* [Exercise requirements]: Check each line of the material that follows, and copy those holding the string "below".

+---+

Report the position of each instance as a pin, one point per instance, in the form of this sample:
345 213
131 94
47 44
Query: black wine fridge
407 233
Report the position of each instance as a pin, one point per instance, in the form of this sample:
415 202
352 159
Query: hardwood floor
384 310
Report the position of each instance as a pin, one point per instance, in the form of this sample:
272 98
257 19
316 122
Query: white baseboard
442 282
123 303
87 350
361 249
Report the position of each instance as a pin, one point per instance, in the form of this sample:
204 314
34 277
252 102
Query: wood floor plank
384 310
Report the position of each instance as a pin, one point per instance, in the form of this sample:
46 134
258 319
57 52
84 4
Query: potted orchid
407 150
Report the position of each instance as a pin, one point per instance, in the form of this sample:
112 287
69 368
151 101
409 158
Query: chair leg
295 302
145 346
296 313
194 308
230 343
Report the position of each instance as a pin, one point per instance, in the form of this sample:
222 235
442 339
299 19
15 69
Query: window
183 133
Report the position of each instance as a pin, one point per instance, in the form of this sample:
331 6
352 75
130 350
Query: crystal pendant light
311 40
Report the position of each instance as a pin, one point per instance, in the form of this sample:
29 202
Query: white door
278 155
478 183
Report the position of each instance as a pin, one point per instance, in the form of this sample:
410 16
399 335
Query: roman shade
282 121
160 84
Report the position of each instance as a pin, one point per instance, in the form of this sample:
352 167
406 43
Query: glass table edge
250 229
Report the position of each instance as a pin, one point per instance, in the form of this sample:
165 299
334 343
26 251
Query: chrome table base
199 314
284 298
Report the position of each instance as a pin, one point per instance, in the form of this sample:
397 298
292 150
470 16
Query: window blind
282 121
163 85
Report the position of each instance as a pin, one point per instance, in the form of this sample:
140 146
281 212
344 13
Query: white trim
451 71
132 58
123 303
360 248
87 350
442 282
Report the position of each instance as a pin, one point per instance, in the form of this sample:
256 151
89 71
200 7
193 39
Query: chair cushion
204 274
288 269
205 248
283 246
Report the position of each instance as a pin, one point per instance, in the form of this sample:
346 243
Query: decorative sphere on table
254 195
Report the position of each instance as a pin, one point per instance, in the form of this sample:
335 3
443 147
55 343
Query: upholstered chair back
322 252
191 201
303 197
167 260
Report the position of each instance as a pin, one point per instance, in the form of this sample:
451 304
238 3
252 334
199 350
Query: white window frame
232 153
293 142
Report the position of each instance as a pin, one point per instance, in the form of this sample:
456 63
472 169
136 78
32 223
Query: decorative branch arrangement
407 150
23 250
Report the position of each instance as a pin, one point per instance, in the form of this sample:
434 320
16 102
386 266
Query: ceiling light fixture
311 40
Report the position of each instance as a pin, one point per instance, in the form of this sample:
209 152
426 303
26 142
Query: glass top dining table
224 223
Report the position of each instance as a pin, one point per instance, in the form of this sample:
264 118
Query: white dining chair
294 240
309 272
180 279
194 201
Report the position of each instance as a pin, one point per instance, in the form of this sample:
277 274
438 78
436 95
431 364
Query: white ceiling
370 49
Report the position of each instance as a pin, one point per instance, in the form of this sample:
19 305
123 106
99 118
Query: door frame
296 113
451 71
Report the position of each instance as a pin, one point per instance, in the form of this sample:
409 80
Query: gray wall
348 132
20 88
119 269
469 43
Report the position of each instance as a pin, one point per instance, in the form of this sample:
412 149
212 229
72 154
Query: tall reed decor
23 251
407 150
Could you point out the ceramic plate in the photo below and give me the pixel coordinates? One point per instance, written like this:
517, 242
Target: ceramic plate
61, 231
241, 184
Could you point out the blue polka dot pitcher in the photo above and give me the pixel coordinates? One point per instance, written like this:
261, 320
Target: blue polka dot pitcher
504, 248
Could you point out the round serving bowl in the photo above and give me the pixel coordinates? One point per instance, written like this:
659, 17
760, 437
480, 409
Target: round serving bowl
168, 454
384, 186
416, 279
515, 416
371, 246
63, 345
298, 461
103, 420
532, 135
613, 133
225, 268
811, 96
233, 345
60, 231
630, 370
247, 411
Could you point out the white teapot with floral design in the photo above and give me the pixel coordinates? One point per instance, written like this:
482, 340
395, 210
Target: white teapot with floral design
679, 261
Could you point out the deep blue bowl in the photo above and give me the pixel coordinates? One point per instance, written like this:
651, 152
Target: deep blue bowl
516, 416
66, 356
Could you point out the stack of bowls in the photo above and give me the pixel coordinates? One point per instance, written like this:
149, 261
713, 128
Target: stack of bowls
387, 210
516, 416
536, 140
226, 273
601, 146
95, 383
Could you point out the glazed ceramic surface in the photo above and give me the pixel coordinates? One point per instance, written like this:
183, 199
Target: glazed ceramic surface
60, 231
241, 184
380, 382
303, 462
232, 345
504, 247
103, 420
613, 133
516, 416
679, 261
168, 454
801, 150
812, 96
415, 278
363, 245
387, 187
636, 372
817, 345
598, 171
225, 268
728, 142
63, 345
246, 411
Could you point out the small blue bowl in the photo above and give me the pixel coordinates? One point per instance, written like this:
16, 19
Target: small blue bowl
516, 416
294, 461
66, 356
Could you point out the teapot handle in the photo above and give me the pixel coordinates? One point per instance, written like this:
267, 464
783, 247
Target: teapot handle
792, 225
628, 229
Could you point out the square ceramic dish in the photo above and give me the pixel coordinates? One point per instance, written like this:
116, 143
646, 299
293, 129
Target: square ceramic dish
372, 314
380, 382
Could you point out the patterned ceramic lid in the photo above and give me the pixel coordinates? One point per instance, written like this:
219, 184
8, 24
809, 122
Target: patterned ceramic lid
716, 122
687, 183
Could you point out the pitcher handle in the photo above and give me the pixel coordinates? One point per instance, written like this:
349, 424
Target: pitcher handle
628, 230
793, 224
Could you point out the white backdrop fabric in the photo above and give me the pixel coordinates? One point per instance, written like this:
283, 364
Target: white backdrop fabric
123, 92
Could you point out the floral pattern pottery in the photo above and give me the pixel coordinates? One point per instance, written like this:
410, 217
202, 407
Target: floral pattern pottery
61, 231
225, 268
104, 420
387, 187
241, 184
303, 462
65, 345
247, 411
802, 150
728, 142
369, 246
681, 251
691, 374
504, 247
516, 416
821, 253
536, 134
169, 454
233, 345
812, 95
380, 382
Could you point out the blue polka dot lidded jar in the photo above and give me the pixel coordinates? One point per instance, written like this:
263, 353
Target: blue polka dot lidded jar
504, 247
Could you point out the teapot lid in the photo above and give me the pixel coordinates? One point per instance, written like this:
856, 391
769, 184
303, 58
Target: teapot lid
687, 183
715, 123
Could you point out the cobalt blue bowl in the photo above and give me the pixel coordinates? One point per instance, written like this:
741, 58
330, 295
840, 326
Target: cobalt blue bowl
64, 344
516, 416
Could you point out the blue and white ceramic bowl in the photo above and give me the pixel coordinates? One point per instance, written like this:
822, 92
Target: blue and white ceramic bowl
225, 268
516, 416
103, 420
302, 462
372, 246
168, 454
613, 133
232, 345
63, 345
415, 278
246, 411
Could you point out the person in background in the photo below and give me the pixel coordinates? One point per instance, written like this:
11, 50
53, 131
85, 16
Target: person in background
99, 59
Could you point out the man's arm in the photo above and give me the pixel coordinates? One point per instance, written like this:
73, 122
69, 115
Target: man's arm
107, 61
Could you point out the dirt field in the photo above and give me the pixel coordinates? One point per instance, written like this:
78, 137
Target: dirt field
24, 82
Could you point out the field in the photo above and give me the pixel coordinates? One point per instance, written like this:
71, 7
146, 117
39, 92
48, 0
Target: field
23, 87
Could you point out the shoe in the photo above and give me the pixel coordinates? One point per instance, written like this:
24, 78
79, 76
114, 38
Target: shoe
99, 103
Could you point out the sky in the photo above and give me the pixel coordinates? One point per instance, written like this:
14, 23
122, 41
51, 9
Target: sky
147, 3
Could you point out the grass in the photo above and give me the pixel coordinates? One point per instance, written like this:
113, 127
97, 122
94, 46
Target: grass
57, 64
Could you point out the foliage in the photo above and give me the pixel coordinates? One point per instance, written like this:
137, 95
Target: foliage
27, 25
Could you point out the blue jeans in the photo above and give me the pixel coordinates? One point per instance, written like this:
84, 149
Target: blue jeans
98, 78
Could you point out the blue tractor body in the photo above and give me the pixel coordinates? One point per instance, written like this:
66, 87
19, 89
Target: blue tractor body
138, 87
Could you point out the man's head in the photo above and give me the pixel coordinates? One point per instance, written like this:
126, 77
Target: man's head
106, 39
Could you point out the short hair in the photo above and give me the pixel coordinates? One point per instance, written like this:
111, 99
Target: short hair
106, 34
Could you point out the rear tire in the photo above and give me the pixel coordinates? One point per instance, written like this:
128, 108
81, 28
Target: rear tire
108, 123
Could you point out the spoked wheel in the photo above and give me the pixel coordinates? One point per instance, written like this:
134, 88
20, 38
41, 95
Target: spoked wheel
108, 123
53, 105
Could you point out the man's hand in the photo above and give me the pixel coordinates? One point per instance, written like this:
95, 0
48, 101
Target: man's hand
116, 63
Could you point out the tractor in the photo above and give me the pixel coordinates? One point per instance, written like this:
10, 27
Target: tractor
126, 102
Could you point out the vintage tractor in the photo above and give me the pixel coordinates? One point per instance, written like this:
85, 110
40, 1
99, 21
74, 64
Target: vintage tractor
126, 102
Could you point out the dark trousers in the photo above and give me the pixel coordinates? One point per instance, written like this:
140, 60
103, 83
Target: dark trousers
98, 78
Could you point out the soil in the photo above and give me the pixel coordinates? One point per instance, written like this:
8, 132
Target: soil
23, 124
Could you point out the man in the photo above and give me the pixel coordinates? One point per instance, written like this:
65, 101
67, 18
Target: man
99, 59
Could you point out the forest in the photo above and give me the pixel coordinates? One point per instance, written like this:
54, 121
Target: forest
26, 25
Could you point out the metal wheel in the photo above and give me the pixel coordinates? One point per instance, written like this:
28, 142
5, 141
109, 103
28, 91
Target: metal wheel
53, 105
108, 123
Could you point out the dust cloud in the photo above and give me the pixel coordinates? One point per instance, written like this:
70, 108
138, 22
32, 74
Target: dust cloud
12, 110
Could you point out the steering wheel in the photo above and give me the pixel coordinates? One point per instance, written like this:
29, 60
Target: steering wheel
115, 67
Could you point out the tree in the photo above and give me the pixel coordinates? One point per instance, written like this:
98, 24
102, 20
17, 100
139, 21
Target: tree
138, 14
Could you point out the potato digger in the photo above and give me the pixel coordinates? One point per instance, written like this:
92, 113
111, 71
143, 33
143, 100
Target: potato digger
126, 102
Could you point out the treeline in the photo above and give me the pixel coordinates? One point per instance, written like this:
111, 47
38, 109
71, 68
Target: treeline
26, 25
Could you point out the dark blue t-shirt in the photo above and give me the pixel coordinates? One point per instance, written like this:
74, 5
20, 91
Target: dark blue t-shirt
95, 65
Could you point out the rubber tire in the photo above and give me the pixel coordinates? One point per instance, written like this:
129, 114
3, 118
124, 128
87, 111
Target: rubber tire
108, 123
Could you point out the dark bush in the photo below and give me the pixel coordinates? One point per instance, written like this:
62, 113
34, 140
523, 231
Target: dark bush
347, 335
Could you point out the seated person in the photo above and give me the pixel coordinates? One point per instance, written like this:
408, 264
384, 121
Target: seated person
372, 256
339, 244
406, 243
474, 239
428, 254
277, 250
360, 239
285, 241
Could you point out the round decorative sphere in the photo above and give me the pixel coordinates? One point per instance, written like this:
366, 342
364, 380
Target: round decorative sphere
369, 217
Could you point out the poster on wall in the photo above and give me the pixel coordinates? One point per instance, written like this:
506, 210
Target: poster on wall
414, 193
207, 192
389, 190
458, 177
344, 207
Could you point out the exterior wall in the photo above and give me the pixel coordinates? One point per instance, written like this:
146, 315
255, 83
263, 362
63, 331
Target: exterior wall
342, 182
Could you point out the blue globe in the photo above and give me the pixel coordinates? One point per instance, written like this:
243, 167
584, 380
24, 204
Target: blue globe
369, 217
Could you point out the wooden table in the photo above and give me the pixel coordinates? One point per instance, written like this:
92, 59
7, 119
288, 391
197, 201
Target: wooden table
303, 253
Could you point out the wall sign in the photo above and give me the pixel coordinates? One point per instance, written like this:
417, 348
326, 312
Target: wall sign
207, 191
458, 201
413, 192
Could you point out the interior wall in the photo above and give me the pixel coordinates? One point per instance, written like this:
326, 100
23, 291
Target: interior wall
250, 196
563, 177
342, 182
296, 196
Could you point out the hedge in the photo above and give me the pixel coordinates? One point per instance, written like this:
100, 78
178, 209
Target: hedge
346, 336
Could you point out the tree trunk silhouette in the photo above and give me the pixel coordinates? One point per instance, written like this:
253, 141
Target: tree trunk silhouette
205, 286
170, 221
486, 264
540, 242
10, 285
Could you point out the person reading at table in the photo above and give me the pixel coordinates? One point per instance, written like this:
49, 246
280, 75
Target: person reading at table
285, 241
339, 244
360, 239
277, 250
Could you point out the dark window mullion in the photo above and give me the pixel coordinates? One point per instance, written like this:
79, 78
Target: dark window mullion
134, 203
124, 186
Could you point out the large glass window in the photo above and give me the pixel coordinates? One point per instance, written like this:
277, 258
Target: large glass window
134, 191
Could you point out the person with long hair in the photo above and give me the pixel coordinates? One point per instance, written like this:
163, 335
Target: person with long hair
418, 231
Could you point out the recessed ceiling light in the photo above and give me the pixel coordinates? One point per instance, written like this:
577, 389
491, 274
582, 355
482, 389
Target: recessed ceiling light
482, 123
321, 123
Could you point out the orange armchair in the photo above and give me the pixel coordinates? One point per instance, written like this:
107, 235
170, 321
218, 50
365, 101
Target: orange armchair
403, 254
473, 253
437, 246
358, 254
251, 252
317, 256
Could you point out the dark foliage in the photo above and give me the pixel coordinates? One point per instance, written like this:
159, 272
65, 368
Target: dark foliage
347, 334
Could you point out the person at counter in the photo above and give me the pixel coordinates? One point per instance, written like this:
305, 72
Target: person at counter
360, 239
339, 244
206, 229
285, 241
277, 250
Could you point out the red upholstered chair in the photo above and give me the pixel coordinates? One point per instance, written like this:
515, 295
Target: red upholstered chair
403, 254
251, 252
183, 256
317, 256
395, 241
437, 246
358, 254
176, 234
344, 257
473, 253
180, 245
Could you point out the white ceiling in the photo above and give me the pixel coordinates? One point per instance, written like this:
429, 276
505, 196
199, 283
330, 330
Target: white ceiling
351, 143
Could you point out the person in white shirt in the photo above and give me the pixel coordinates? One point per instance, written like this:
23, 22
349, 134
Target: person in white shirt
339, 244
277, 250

+---+

* [Answer to the problem]:
Could you point out the ceramic plate in the photo below and give me the pixel coordinates? One point per instance, written like this:
Could you point out the person in background in the photo below and give me the pixel coordinates? One point per instance, written like this:
Could you point out the dark bush in the photo below and give me the pixel coordinates? One point per instance, written like this:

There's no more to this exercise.